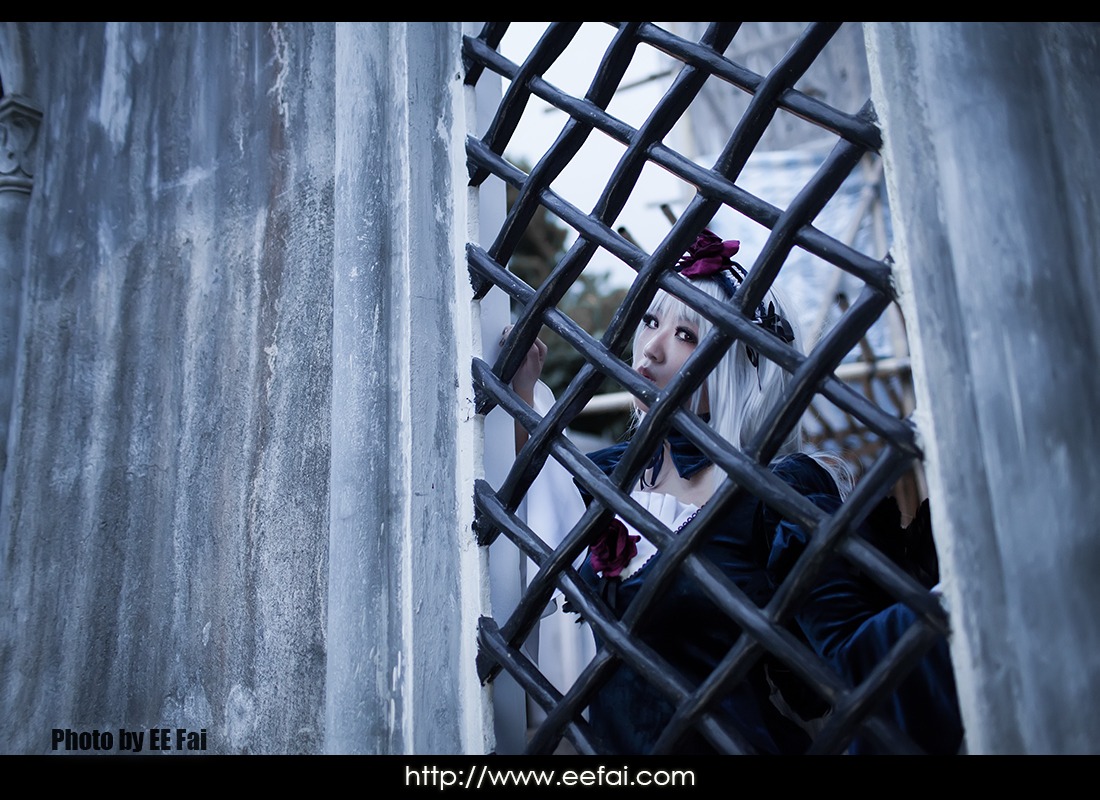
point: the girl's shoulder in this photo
(804, 474)
(607, 459)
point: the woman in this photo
(845, 618)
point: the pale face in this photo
(661, 347)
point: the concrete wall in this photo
(221, 510)
(991, 139)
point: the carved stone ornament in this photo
(19, 139)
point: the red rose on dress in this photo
(612, 552)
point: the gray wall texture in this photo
(991, 138)
(234, 379)
(166, 534)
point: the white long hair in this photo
(740, 395)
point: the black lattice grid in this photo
(747, 471)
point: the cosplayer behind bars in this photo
(846, 620)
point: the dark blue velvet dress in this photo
(846, 620)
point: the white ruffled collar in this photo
(666, 507)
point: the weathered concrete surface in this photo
(243, 285)
(405, 574)
(165, 521)
(992, 132)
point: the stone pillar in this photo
(406, 577)
(19, 135)
(991, 139)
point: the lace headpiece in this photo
(711, 256)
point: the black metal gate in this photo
(765, 633)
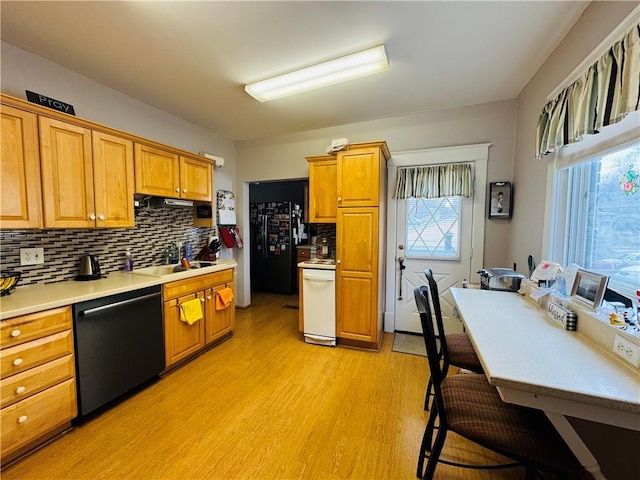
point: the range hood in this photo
(170, 202)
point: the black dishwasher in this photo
(119, 345)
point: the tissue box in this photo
(562, 316)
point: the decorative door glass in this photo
(433, 228)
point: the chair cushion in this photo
(461, 352)
(475, 411)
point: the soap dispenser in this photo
(128, 262)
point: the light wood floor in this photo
(263, 405)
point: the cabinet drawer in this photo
(195, 284)
(36, 325)
(31, 354)
(28, 383)
(25, 421)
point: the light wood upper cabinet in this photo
(20, 202)
(195, 179)
(113, 180)
(157, 172)
(360, 240)
(87, 177)
(360, 172)
(164, 174)
(322, 189)
(67, 175)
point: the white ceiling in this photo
(192, 59)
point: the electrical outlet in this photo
(31, 256)
(627, 350)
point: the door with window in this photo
(432, 233)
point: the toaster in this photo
(503, 279)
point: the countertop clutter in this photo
(30, 299)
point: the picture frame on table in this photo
(500, 200)
(589, 287)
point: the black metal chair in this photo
(472, 408)
(456, 349)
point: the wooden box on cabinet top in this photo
(38, 379)
(361, 175)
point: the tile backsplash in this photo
(155, 229)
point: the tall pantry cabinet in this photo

········

*PROBLEM DETAILS*
Where a record holds a picture, leave the picture out and restate the rest word for word.

*ANSWER SPACE*
point: the girl's shoulder in this photo
(804, 474)
(607, 459)
point: the woman in this photo
(845, 618)
point: the pale face in this photo
(661, 347)
point: the concrete wall in this photo
(221, 510)
(991, 139)
point: the carved stone ornament in this photo
(19, 139)
point: the red rose on dress in this photo
(612, 552)
point: the gray wall texture in this photo
(991, 138)
(234, 379)
(166, 534)
point: the white long hair in this photo
(740, 395)
point: the black lattice grid in this photo
(747, 471)
point: the cosplayer behind bars in this photo
(846, 620)
point: the dark blue velvet dress in this photo
(846, 620)
point: the white ruffled collar in this photo
(666, 507)
point: the weathered concrete surface in this photo
(243, 285)
(405, 574)
(165, 521)
(992, 132)
point: the stone pillar in this photo
(406, 577)
(19, 135)
(991, 139)
point: the lace headpiece in this photo
(711, 256)
point: the black metal gate in this photo
(765, 633)
point: the range hood in this photo
(170, 202)
point: the black dishwasher in this photo
(119, 345)
point: the tissue box in this photo
(562, 316)
point: the decorative door glass in this photo
(433, 228)
point: the chair cushion in this photo
(461, 352)
(475, 411)
point: the soap dispenser in this photo
(128, 262)
point: the light wood floor in this photo
(263, 405)
point: the cabinet drawer in this photo
(195, 284)
(36, 325)
(31, 354)
(28, 383)
(25, 421)
point: the light wood upper cabinet in this photo
(20, 202)
(195, 179)
(113, 180)
(157, 172)
(360, 240)
(87, 177)
(360, 172)
(164, 174)
(322, 189)
(67, 175)
point: the white ceiling in this photo
(192, 59)
point: the electrical outlet in this photo
(31, 256)
(627, 350)
point: the door with window in this photo
(432, 233)
point: the toaster in this photo
(503, 279)
point: the countertop clutter in this photo
(30, 299)
point: the picture frame on table in this photo
(500, 200)
(589, 287)
point: the black metal chair in this photo
(472, 408)
(456, 349)
point: the wooden box on cabinet top in this photo
(38, 379)
(361, 175)
point: the tile backsplash in this photo
(155, 229)
point: the tall pantry cabinet in this photo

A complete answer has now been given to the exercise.